■ Description of the task: Take all the material and copy it exactly.

Point annotation records
::::::

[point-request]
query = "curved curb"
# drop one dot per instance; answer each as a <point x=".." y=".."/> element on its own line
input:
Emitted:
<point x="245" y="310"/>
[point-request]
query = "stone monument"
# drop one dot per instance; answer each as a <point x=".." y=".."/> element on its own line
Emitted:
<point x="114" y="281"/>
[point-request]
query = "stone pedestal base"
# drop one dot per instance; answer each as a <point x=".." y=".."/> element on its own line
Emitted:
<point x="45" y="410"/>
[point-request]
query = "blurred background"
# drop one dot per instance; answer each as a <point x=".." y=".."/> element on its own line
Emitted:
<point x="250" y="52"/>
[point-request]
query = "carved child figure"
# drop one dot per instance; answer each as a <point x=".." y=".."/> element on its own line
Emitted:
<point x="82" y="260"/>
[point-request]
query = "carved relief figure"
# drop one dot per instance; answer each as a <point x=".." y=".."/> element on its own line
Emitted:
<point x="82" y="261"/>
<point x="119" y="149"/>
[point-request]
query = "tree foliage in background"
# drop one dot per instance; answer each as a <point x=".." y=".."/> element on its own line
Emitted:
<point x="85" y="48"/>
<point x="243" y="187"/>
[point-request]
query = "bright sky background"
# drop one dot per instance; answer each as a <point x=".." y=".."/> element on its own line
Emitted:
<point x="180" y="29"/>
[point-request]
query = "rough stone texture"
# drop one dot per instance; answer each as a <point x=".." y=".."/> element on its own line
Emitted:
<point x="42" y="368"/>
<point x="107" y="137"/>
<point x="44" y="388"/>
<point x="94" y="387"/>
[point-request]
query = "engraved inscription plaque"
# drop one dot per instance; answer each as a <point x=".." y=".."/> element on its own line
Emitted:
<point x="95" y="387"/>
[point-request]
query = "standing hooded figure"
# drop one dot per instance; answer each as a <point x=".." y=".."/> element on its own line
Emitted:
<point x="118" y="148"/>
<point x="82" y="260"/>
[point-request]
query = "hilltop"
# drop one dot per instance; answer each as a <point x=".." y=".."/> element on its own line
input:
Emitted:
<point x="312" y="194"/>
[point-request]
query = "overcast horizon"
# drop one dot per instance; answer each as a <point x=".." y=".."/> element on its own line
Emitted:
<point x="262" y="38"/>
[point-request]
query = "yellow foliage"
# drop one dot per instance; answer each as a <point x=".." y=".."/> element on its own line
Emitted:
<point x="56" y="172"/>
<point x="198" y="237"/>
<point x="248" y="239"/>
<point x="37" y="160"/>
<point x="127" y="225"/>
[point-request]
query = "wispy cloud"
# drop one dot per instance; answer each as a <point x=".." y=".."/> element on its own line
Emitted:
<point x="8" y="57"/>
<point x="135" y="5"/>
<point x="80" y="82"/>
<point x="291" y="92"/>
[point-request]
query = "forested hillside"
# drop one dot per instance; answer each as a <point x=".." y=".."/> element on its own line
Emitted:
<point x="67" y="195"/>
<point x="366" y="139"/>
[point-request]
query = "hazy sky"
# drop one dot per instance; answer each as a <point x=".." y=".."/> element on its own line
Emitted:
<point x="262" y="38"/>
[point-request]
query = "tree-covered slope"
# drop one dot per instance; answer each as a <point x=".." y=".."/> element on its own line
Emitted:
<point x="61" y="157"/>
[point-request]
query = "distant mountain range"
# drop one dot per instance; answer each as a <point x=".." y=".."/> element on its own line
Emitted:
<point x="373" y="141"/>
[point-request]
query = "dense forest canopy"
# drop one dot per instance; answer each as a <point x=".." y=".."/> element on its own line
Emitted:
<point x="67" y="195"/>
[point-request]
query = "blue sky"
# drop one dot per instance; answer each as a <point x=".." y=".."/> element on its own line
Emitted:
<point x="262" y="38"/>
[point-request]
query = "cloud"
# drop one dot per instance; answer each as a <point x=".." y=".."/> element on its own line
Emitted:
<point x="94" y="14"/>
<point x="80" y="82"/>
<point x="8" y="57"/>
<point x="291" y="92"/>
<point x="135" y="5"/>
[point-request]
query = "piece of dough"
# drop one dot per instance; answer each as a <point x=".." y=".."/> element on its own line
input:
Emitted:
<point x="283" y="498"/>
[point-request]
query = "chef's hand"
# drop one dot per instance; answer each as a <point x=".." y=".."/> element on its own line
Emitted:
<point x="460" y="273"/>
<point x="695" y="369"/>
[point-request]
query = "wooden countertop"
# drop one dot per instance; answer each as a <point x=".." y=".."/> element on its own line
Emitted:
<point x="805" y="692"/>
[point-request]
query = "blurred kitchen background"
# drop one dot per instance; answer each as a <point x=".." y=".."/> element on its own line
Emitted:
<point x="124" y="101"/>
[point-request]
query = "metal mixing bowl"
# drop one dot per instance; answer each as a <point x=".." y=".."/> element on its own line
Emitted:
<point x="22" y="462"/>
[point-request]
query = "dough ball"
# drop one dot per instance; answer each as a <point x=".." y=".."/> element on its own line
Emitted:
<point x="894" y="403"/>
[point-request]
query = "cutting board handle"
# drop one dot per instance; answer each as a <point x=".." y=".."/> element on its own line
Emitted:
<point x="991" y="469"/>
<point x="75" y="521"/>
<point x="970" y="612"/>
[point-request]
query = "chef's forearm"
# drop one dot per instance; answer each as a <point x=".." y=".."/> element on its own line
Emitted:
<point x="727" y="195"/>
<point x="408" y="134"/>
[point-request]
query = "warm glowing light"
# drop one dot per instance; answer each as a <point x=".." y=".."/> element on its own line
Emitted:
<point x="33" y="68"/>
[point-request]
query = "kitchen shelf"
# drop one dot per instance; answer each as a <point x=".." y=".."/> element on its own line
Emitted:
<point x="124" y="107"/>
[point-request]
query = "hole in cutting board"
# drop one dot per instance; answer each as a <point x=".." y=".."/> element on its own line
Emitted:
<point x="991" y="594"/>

::::::

■ Completed exercise:
[point-request]
query = "curved curb"
# drop one dot per instance; answer each as a <point x=".." y=".."/> element on its own line
input:
Emitted:
<point x="245" y="310"/>
[point-request]
query = "stone monument"
# drop one dot per instance; answer each as a <point x=".." y=".."/> element on its own line
Emitted:
<point x="114" y="281"/>
[point-request]
query = "stone pedestal base"
# drop one dot per instance; answer each as a <point x=".." y=".."/> element on its own line
Emitted:
<point x="45" y="410"/>
[point-request]
query = "blurred background"
# drop one dot per instance; answer each as a <point x=".." y=".."/> element on its own line
Emitted:
<point x="250" y="52"/>
[point-request]
query = "carved child figure"
# drop one dot per instance; answer each as a <point x=".." y=".."/> element on its own line
Emitted:
<point x="82" y="260"/>
[point-request]
query = "carved relief figure"
# drop one dot per instance; answer each as a <point x=".." y=".."/> element on its own line
Emitted:
<point x="82" y="261"/>
<point x="119" y="149"/>
[point-request]
query = "tree foliage in background"
# drop one dot per instance; answer each as a <point x=".." y=".."/> element on its own line
Emitted:
<point x="85" y="48"/>
<point x="243" y="187"/>
[point-request]
query = "bright sky background"
# drop one dot per instance; answer each as a <point x=".." y=".."/> element on its own line
Emitted:
<point x="180" y="29"/>
[point-request]
query = "rough stone texture"
# drop one dot per instance; answer each as a <point x=".." y=".."/> element on its own line
Emitted:
<point x="42" y="368"/>
<point x="107" y="137"/>
<point x="44" y="388"/>
<point x="94" y="387"/>
[point-request]
query = "engraved inscription plaque"
# drop one dot per instance; answer each as a <point x=".." y=".."/> element on its own line
Emitted:
<point x="95" y="387"/>
[point-request]
query = "standing hooded figure"
# drop one dot per instance; answer each as a <point x=".." y=".."/> element on its own line
Emitted:
<point x="118" y="148"/>
<point x="82" y="260"/>
[point-request]
query = "hilltop"
# drop one dot per instance; answer each as a <point x=".." y=".."/> element on its own line
input:
Emitted:
<point x="312" y="194"/>
[point-request]
query = "overcast horizon"
# drop one dot per instance; answer each as a <point x=".." y=".."/> element on its own line
Emitted:
<point x="262" y="38"/>
[point-request]
query = "yellow foliage"
# drop one dot per instance; answer each as a <point x=".." y=".."/> element on its own line
Emitted:
<point x="56" y="172"/>
<point x="198" y="237"/>
<point x="248" y="239"/>
<point x="37" y="160"/>
<point x="127" y="225"/>
[point-request]
query = "wispy cloud"
# drop one dot per instance; answer each as a <point x=".." y=".."/> element on its own line
Emitted:
<point x="8" y="57"/>
<point x="135" y="5"/>
<point x="80" y="82"/>
<point x="291" y="92"/>
[point-request]
query = "forested hillside"
# drop one dot per instance; answer each as a <point x=".." y=".."/> element on its own line
Emitted:
<point x="67" y="195"/>
<point x="366" y="139"/>
[point-request]
query = "hazy sky"
# drop one dot per instance; answer each as a <point x=".." y=".."/> element on its own line
Emitted:
<point x="262" y="38"/>
[point-request]
query = "tree-covered slope"
# drop one dot per instance; answer each as a <point x=".." y=".."/> element on its own line
Emitted:
<point x="61" y="157"/>
[point-request]
query = "distant mountain range"
# drop one dot per instance; answer each as a <point x=".." y=".."/> element on its own line
Emitted:
<point x="373" y="141"/>
[point-request]
query = "dense forest canopy"
# drop one dot per instance; answer each as a <point x=".." y=".."/> element on its own line
Emitted:
<point x="67" y="195"/>
[point-request]
query = "blue sky"
# drop one dot per instance; answer each as a <point x=".." y=".."/> element on its own line
Emitted:
<point x="262" y="38"/>
[point-request]
query = "cloud"
# drop one dot per instance; answer each as a <point x=".." y=".."/> element on its own line
Emitted:
<point x="94" y="14"/>
<point x="80" y="82"/>
<point x="8" y="57"/>
<point x="291" y="92"/>
<point x="135" y="5"/>
[point-request]
query = "piece of dough"
# drop one dot per instance; answer each as a <point x=".." y=".."/> element on its own line
input:
Emitted:
<point x="283" y="498"/>
[point-request]
query = "chef's hand"
# drop one dot per instance; answer each as a <point x=".." y=".."/> element on its own line
Emitted:
<point x="460" y="273"/>
<point x="695" y="369"/>
[point-request]
query = "wooden countertop"
# drop one dot per instance; answer each as a <point x=".." y=".."/> element on its own line
Emitted:
<point x="805" y="692"/>
[point-request]
query = "blurred kitchen background"
# drop one dot per instance; answer each as a <point x=".." y=".."/> element on its own line
Emitted:
<point x="124" y="101"/>
[point-request]
query = "metal mixing bowl"
# drop one dot per instance; answer each as a <point x=".." y=".."/> element on its own line
Emitted:
<point x="22" y="462"/>
[point-request]
query = "dough ball"
# drop one dot per instance; answer each as a <point x=".." y=".."/> element on its own line
Emitted:
<point x="894" y="403"/>
[point-request]
query = "cutting board handle"
# drop one dot per instance; answer each as a <point x=".." y=".."/> element on its own line
Emitted:
<point x="991" y="469"/>
<point x="75" y="521"/>
<point x="970" y="612"/>
[point-request]
query = "chef's forearm"
# drop one dot per instance; answer each as a <point x=".." y=".."/> element on its own line
Emitted:
<point x="727" y="195"/>
<point x="408" y="134"/>
[point-request]
query = "warm glowing light"
# drop one dot per instance; answer each as a <point x=".." y=".."/> element on its own line
Emitted:
<point x="33" y="68"/>
[point-request]
query = "kitchen shelf"
# drop one dot per instance; answer each as a <point x=".." y=".."/> element on its own line
Emitted:
<point x="124" y="107"/>
[point-request]
query = "hole in cutting board"
# drop one dot per instance; answer each as a <point x=".." y=".."/> element on its own line
Emitted:
<point x="991" y="594"/>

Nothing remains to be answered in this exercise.